[Stored data entries]
----

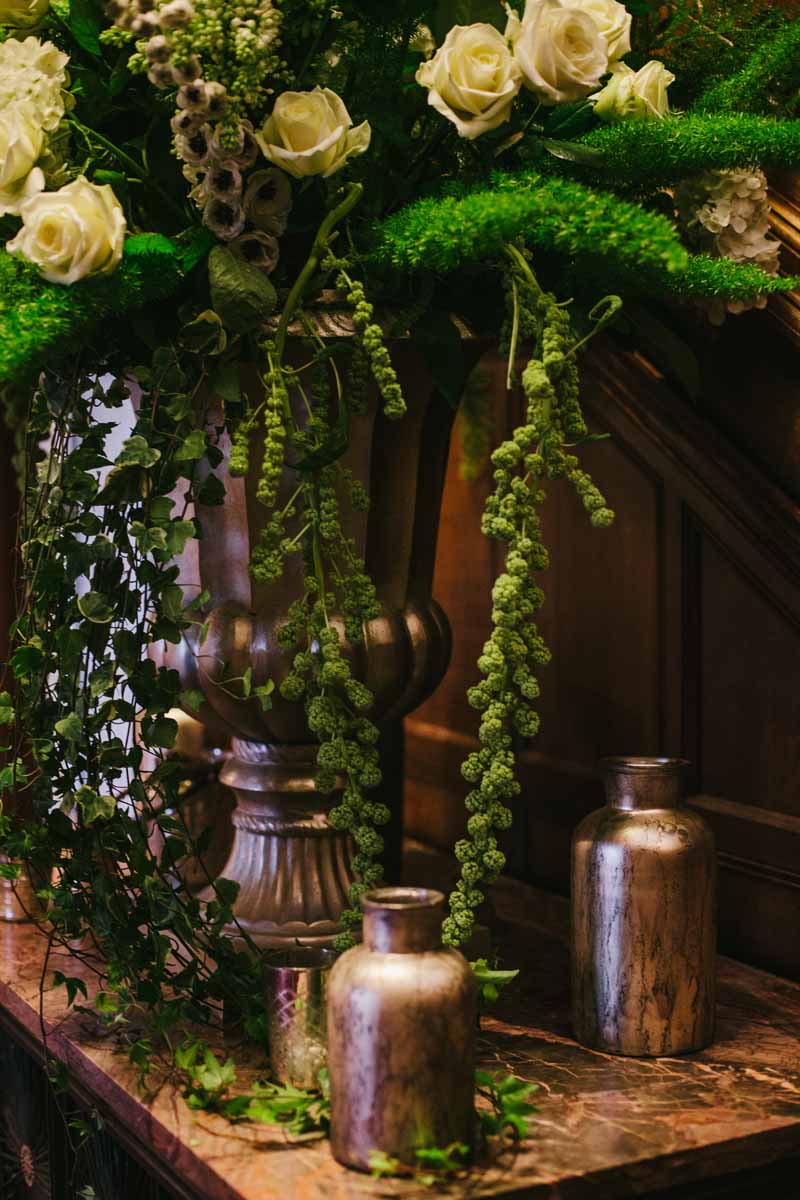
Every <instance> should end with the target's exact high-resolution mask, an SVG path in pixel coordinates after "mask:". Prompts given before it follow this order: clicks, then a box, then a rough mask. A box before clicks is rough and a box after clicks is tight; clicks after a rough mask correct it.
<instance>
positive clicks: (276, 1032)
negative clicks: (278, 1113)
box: [264, 947, 336, 1087]
mask: <svg viewBox="0 0 800 1200" xmlns="http://www.w3.org/2000/svg"><path fill="white" fill-rule="evenodd" d="M335 961H336V954H335V952H333V950H332V949H314V948H312V947H303V948H299V949H294V950H285V952H284V953H281V954H275V955H270V956H267V958H266V959H265V961H264V998H265V1004H266V1021H267V1030H269V1039H270V1066H271V1068H272V1078H273V1079H275V1080H276V1081H277V1082H278V1084H290V1085H291V1086H293V1087H315V1086H317V1085H318V1082H319V1073H320V1070H323V1068H324V1067H326V1066H327V984H329V979H330V974H331V967H332V966H333V962H335Z"/></svg>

----

*How to complete this task*
Reproduce all of the entries above word for word, omitting the pictures.

*Your solution*
Every <instance> should end with the target's exact high-resolution mask, an SVG path in pixel coordinates after "mask:". Prompts given before it follow this order: clicks, then a box, then a rough mask. A box before clicks is rough and a box after clicks is tight; clicks after a rough mask correct it.
<instance>
positive clicks: (276, 1032)
negative clicks: (278, 1113)
box: [264, 947, 336, 1087]
mask: <svg viewBox="0 0 800 1200" xmlns="http://www.w3.org/2000/svg"><path fill="white" fill-rule="evenodd" d="M335 961H336V954H335V952H333V950H332V949H314V948H312V947H303V948H299V949H294V950H285V952H284V953H281V954H275V955H270V956H267V958H266V959H265V961H264V998H265V1004H266V1021H267V1030H269V1039H270V1066H271V1068H272V1078H273V1079H275V1080H276V1081H277V1082H278V1084H290V1085H291V1086H293V1087H315V1086H317V1085H318V1082H319V1073H320V1070H323V1068H324V1067H326V1066H327V984H329V979H330V974H331V967H332V966H333V962H335Z"/></svg>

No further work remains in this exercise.